▸ **EXTRACTED TEXT**:
Glycogen Storage Disease Type IIIa (AGL gene)

Glycogen storage disease (GSD) is a group of inherited metabolic disorders in which there is an abnormal accumulation of glycogen in body tissues. These diseases are caused by defects in enzymes necessary for the synthesis or breakdown of glycogen.


GSD type III is clinically and enzymatically varied, with symptoms including hepatomegaly, hypoglycemia, fasting ketosis, skeletal myopathy and cardiomyopathy. Dogs affected by GSD IIIa show an increase in ALT, ALP and CK during their first year of life. At 14 months, they may begin to show fatigue, exercise intolerance and fainting after physical activity.

Disease Management

The treatment and prognosis of glycogen storage disease (GSD) in dogs varies depending on the type and severity of the condition. Genetic testing can be helpful in confirming the disease and determining the specific type of GSD.

Genetic basis

This disease follows an autosomal recessive mode of inheritance. Autosomal recessive inheritance means that the dog, regardless of sex, must receive two copies of the mutation or pathogenic variant to be at risk of developing the disease. Both parents of an affected dog must carry at least one copy of the mutation. Animals with only one copy of the mutation are not at increased risk of developing the disease, but may pass the mutation on to future generations. Breeding between dogs carrying genetic variants that can cause disease, even if they do not show symptoms, is not recommended.

Technical report

Glucose is stored in tissues in the form of glycogen, a large homopolymer of glucose residues that is catabolized by the release of glucagon through the activities of phosphorylase and glycogen debranching enzyme. Deficiency of glycogen debranching enzyme activity results in abnormal glycogen particles. Gregory et al. identified that the c.4223del mutation in the AGL gene that codes for this debranching enzyme causes AGL IIIa in curly-haired retriever dogs when present in homozygosis. This mutation is a deletion of an adenosine (A) in exon 32 of AGL that results in a reading frame shift and a truncated protein.

▸ **TASK STATEMENT**:
Write out the passage of the glycogen storage disease text starting with "Glucose is stored" and going on through "a truncated protein.", word for word.

▸ **MATERIAL SUPPLIED**:
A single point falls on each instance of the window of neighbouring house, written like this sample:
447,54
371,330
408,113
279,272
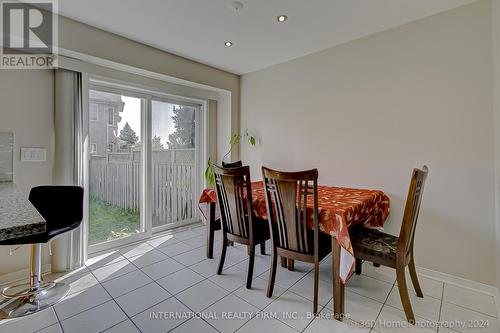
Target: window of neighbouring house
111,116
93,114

---

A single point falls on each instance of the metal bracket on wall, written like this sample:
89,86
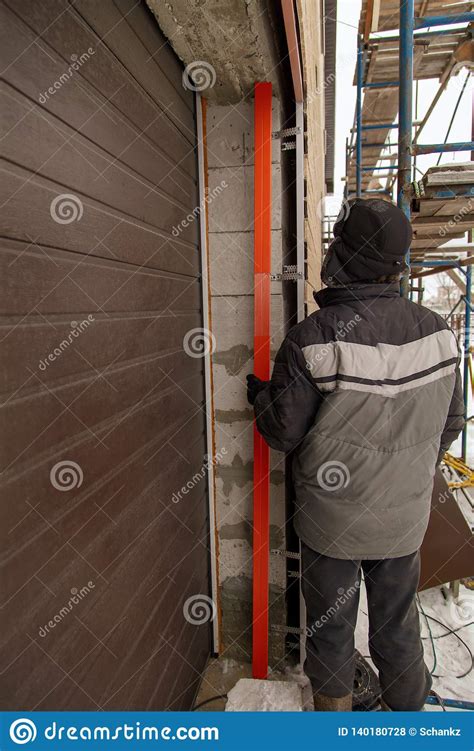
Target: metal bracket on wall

▸ **RESULT**:
Glucose is stored in tissues in the form of glycogen, a large homopolymer of glucose residues that is catabolized by the release of glucagon through the activities of phosphorylase and glycogen debranching enzyme. Deficiency of glycogen debranching enzyme activity results in abnormal glycogen particles. Gregory et al. identified that the c.4223del mutation in the AGL gene that codes for this debranching enzyme causes AGL IIIa in curly-haired retriever dogs when present in homozygosis. This mutation is a deletion of an adenosine (A) in exon 32 of AGL that results in a reading frame shift and a truncated protein.